Your goal: Extract each line of the records below that contains the word "trunk".

Items:
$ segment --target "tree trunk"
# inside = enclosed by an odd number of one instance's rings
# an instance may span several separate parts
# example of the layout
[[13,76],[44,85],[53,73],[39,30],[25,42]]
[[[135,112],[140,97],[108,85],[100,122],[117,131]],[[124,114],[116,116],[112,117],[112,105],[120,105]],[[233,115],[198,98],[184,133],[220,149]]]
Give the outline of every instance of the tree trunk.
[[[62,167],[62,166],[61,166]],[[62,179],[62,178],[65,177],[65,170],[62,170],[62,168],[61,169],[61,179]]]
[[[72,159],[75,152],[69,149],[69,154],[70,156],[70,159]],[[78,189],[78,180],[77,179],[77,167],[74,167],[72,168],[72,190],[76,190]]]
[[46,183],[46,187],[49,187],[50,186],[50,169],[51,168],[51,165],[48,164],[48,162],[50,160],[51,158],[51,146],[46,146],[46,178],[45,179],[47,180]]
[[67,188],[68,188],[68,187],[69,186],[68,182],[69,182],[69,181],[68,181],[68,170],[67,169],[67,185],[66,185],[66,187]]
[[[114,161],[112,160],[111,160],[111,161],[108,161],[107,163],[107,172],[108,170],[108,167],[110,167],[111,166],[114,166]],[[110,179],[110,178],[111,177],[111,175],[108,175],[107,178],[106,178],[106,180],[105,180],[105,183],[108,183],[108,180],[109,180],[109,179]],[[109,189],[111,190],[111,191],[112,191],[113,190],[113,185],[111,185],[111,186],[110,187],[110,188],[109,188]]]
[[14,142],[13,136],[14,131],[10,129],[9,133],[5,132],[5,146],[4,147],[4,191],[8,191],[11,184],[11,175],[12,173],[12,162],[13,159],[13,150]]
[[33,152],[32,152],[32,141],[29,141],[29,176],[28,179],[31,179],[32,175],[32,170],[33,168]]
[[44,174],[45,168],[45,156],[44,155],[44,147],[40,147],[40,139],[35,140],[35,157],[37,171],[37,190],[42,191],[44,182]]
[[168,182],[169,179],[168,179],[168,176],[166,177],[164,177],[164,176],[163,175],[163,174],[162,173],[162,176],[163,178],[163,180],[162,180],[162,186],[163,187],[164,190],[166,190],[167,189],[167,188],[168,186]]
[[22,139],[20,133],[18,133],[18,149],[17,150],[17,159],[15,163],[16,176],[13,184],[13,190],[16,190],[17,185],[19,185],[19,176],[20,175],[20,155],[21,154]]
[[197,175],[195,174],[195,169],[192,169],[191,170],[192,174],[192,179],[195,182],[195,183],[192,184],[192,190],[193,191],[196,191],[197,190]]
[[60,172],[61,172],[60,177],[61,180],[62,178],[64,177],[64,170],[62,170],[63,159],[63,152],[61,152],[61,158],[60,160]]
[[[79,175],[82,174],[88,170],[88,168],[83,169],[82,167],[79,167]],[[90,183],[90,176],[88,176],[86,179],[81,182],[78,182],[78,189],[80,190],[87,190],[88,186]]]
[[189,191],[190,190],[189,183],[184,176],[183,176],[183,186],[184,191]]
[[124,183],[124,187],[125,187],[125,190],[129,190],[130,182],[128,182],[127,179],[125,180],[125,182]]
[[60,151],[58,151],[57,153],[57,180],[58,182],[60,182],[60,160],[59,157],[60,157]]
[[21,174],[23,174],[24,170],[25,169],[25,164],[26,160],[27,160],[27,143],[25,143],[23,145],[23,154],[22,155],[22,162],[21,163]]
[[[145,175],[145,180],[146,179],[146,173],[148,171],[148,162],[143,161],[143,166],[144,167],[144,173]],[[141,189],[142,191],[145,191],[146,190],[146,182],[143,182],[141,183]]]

Reply:
$ segment --target "tree trunk"
Give the outline of every instance of the tree trunk.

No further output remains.